(DATA TO PROCESS):
________

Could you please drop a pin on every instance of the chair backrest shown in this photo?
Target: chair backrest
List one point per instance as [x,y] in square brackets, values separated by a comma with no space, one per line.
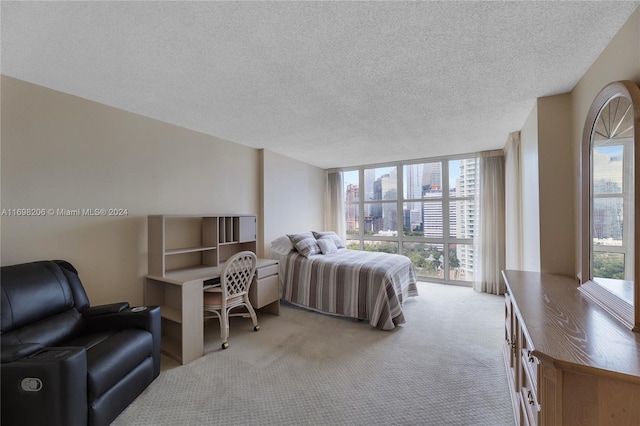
[237,273]
[41,302]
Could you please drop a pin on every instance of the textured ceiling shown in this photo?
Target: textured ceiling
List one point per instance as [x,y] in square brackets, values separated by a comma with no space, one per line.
[329,83]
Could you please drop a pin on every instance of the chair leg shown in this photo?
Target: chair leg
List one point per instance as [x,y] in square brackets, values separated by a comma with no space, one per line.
[224,328]
[254,317]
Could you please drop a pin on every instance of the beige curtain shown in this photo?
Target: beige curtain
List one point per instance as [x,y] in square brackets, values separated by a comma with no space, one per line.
[513,202]
[490,234]
[334,219]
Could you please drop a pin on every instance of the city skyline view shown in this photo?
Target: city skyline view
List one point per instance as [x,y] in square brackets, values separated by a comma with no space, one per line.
[411,210]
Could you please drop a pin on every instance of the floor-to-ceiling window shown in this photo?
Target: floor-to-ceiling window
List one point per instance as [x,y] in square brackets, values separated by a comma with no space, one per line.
[424,210]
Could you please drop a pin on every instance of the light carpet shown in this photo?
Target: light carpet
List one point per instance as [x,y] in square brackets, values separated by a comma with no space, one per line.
[443,367]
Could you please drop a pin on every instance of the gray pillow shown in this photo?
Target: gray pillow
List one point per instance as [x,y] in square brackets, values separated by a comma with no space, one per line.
[305,243]
[327,246]
[330,234]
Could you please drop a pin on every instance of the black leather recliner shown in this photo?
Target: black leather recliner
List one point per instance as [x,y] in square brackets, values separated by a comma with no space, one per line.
[64,362]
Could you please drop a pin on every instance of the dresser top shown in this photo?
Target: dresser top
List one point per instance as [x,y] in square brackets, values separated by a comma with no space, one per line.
[567,328]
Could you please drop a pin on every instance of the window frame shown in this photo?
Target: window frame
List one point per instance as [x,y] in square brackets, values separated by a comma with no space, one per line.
[446,241]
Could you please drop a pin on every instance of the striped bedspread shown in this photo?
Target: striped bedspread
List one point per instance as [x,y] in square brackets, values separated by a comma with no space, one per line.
[365,285]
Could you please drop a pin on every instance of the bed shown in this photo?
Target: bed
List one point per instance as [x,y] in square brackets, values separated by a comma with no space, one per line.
[370,286]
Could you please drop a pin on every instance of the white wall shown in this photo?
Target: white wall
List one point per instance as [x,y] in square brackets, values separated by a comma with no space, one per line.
[550,149]
[292,197]
[64,152]
[530,194]
[619,61]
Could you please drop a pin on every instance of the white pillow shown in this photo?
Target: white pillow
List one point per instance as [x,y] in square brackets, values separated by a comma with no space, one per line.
[327,246]
[282,245]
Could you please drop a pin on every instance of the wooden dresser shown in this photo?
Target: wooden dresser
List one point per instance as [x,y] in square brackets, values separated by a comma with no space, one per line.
[568,361]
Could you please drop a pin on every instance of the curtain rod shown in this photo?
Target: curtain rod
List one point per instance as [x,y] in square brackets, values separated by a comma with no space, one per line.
[492,153]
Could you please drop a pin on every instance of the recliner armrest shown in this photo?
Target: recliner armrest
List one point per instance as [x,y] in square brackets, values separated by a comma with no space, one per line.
[143,317]
[11,353]
[48,387]
[105,309]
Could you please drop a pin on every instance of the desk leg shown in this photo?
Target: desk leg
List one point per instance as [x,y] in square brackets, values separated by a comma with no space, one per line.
[192,321]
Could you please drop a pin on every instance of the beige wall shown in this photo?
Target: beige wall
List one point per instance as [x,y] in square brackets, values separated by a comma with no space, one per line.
[556,200]
[619,61]
[63,152]
[551,139]
[293,197]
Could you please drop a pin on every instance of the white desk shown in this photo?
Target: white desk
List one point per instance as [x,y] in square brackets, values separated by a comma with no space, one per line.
[179,294]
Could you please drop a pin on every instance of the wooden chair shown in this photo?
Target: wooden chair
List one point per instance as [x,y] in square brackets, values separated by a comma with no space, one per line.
[233,292]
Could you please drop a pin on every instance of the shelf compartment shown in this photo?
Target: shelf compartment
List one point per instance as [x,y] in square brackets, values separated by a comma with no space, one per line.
[171,313]
[188,250]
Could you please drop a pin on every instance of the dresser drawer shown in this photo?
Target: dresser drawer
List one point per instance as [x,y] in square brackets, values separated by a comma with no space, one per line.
[265,271]
[264,291]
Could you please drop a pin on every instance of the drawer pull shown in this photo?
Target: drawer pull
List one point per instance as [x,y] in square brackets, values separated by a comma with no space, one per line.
[530,398]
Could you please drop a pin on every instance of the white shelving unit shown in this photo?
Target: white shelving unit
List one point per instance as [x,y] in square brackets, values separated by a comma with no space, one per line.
[185,251]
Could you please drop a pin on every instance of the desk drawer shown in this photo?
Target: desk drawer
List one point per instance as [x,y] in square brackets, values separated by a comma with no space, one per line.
[265,271]
[264,291]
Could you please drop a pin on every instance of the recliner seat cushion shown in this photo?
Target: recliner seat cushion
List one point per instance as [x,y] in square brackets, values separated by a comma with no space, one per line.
[111,356]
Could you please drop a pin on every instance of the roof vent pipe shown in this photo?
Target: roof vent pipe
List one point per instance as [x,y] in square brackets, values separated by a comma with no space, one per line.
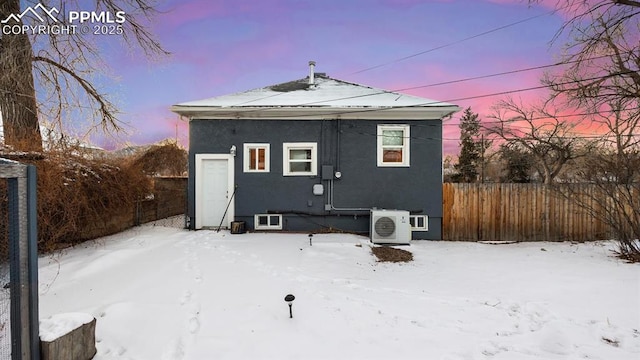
[312,65]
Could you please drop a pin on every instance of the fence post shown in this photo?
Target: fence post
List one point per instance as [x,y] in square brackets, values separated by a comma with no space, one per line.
[23,254]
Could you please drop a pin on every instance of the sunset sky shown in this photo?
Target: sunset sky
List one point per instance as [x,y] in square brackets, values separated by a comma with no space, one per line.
[226,46]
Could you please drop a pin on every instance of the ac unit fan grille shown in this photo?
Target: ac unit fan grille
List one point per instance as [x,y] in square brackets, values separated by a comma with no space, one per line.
[384,226]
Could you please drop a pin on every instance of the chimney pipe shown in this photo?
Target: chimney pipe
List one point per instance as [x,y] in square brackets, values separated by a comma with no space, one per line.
[312,65]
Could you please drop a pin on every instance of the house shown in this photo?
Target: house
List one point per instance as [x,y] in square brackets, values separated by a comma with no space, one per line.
[315,154]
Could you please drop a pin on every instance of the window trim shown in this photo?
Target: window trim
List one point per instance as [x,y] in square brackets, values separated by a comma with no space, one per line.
[257,226]
[246,158]
[406,146]
[286,147]
[414,218]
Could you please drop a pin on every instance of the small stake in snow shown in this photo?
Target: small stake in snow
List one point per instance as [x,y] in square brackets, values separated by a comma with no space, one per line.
[289,298]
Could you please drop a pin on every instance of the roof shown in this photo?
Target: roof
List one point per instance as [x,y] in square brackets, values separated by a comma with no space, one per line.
[325,98]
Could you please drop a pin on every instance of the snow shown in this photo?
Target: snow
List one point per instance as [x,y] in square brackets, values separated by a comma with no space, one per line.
[327,92]
[60,324]
[166,293]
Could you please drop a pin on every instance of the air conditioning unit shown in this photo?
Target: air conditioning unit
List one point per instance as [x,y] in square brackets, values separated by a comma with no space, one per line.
[390,227]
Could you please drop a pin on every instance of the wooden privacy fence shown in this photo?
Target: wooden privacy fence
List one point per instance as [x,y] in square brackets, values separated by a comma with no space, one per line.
[518,212]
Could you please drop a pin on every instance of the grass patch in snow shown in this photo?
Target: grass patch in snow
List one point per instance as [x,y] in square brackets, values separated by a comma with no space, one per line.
[389,254]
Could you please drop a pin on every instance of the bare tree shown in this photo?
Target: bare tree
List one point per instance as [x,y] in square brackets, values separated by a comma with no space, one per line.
[602,77]
[542,133]
[64,68]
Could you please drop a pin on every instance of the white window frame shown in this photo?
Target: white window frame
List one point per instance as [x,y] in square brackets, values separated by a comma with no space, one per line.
[406,136]
[257,226]
[246,158]
[416,219]
[286,147]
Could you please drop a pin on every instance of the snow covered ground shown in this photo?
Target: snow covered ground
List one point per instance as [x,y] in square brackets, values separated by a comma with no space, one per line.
[162,293]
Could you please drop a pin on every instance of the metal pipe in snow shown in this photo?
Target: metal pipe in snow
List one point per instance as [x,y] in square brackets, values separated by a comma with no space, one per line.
[312,65]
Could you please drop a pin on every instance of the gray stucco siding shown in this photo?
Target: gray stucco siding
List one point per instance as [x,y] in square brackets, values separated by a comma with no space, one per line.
[349,146]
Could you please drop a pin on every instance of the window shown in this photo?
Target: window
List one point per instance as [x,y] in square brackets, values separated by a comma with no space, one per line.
[299,159]
[256,158]
[419,222]
[393,145]
[267,221]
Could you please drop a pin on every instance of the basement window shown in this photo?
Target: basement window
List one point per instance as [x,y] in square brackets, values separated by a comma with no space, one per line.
[267,222]
[256,157]
[299,159]
[393,145]
[419,222]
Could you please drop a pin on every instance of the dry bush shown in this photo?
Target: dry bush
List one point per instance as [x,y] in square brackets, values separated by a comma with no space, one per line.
[167,159]
[389,254]
[76,194]
[82,194]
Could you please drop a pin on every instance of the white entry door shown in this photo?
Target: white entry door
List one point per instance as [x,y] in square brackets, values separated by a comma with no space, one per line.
[214,190]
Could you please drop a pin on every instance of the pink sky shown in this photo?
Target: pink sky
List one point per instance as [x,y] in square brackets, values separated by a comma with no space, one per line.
[225,46]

________

(THE TASK):
Copy, from the data above, every line where the word "window" appears.

(EXERCISE SOLUTION):
Could you please drop a pin on every instance of the floor-to-ceiling window shown in this photo?
Target: floor-to-ceiling window
Could you please drop a pin on every instance of the window frame shown in this photo?
Target: window frame
Could you please drop a pin on every instance of the window trim shown in this photo?
Target: window trim
Could you please drop a pin on every instance of the white window frame shown in this photo?
Target: white window frame
Could you please drop a pin on every instance of the window shown in this photo?
Target: window
Could you please drop a pin on every instance of the basement window shown in this photo?
Target: basement window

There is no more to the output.